Set exercise: The data must be written out once more, precisely as given.

Material for this task:
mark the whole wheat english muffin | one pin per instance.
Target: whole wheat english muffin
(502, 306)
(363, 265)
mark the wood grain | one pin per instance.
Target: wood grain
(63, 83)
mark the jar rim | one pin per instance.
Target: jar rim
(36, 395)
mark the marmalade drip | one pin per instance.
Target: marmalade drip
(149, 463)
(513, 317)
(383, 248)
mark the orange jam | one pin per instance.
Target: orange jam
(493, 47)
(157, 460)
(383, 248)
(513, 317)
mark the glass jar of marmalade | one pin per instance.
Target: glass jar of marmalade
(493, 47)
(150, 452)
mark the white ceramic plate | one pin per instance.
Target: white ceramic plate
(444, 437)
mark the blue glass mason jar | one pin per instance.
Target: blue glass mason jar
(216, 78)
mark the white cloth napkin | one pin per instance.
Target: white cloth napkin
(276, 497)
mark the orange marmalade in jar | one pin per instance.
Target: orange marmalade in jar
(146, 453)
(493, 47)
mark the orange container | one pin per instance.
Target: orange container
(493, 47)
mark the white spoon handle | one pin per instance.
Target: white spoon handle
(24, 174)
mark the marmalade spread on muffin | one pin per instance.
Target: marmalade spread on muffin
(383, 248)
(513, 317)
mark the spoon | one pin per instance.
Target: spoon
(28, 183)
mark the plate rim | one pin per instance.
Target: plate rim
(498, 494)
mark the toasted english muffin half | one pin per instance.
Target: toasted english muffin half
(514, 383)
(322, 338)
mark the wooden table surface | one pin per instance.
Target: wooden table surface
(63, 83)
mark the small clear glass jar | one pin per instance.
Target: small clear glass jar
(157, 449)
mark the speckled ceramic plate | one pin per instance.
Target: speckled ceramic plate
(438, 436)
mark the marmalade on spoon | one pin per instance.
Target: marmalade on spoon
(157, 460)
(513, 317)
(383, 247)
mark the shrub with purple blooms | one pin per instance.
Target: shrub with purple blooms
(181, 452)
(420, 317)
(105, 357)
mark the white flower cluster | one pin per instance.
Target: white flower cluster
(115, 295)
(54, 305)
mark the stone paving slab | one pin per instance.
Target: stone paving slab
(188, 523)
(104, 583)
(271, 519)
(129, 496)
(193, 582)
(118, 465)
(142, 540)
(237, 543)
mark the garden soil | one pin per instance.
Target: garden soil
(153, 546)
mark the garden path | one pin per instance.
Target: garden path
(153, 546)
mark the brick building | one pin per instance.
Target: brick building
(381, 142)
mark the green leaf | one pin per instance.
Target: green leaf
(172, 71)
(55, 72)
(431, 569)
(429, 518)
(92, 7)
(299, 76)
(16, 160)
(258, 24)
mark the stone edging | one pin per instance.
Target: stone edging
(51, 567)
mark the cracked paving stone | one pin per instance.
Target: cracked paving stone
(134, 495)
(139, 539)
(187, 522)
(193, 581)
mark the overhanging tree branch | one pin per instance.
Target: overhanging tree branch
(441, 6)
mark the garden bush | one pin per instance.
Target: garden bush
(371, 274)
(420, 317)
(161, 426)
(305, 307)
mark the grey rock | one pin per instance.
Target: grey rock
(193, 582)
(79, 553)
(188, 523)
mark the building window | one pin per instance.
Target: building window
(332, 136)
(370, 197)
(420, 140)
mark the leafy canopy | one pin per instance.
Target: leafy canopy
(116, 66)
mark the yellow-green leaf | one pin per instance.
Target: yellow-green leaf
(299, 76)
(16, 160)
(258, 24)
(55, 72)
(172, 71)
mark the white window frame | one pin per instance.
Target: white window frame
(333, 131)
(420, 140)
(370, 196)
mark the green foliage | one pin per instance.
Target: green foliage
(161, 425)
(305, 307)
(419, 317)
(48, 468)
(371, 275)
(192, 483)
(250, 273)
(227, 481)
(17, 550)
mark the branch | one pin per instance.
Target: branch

Reply:
mark the whole wheat english muffin | one pin per instance.
Target: whole wheat english muffin
(502, 306)
(363, 265)
mark the wood grain | one pin per instance.
Target: wood grain
(63, 83)
mark the jar rim | one pin per instance.
Target: jar rim
(36, 395)
mark the marmalade drip | one pin per instance.
Target: marmalade drip
(149, 463)
(513, 317)
(383, 248)
mark the orange jam | one pin per instance.
Target: orange jam
(493, 47)
(157, 460)
(383, 248)
(513, 317)
mark the glass jar of marmalade | one pin per instance.
Target: glass jar of marmalade
(493, 47)
(150, 452)
mark the white ceramic plate | one pin per instance.
Target: white ceramic plate
(444, 437)
mark the blue glass mason jar | one pin per instance.
Target: blue glass mason jar
(216, 78)
mark the white cloth napkin | one pin per instance.
Target: white cloth napkin
(276, 497)
mark the orange marmalade in jar | one pin per instance.
Target: orange marmalade in jar
(146, 453)
(493, 47)
mark the orange container | one pin per instance.
Target: orange container
(493, 47)
mark the white spoon handle | one pin per instance.
Target: white spoon handle
(24, 174)
mark the marmalade spread on muffin | one pin per instance.
Target: marmalade spread on muffin
(383, 248)
(513, 317)
mark the spoon | one pin per instance.
Target: spoon
(28, 183)
mark the plate rim | one pin per instance.
Target: plate rim
(498, 494)
mark the toasted english muffin half | one pin per instance.
Target: toasted english muffin half
(514, 383)
(322, 338)
mark the wooden table surface | one pin per instance.
Target: wooden table surface
(63, 83)
mark the small clear glass jar | one pin per instance.
Target: small clear glass jar
(157, 449)
mark the speckled ceramic plate | one pin per instance.
Target: speckled ceramic plate
(438, 436)
mark the marmalade on spoon | one pin per instance.
Target: marmalade on spoon
(157, 460)
(513, 317)
(383, 247)
mark the shrub with purple blooms | one pin per instance.
Target: shrub with purple blooms
(181, 452)
(420, 317)
(105, 357)
mark the white flower cluster | one pin per instance.
Target: white flower cluster
(115, 295)
(54, 305)
mark the stone paving slab | one pin per instance.
Target: stone paving slab
(188, 523)
(104, 583)
(271, 519)
(129, 496)
(193, 582)
(118, 465)
(142, 540)
(237, 543)
mark the garden soil | one pin per instance.
Target: garden soil
(153, 546)
mark the garden path | one pin per instance.
Target: garden path
(153, 546)
mark the brick building | one pin per instance.
Target: brick building
(381, 142)
mark the green leaf | one pin per instance.
Target: green leaf
(172, 71)
(55, 72)
(431, 569)
(429, 518)
(92, 7)
(299, 76)
(16, 160)
(258, 24)
mark the stone edging | one pin per instance.
Target: stone edging
(51, 567)
mark the cracked paving stone | one pin per instance.
Target: cracked paving stone
(134, 495)
(139, 539)
(187, 522)
(193, 581)
mark the overhanging tree branch | one pin per instance.
Target: overhanging tree branch
(441, 6)
mark the garden bush | one pin per instance.
Target: garden bush
(371, 274)
(420, 317)
(161, 426)
(305, 307)
mark the grey rock | one pin per instance.
Target: grey rock
(193, 582)
(79, 553)
(188, 523)
mark the building window | one pin per instance.
Target: building window
(332, 136)
(370, 197)
(420, 140)
mark the leafy canopy | one pin per instance.
Target: leafy canopy
(116, 66)
mark the yellow-green leaf | one pin per instance.
Target: yellow-green leaf
(299, 76)
(16, 160)
(258, 24)
(55, 72)
(172, 71)
mark the white window frame | one pin per instance.
Target: white window frame
(333, 131)
(420, 140)
(370, 196)
mark the green foliage | one pin per instance.
Target: green foliage
(161, 425)
(305, 307)
(419, 317)
(48, 468)
(371, 275)
(192, 483)
(250, 273)
(227, 481)
(17, 550)
mark the branch | one pin per instance.
Target: branch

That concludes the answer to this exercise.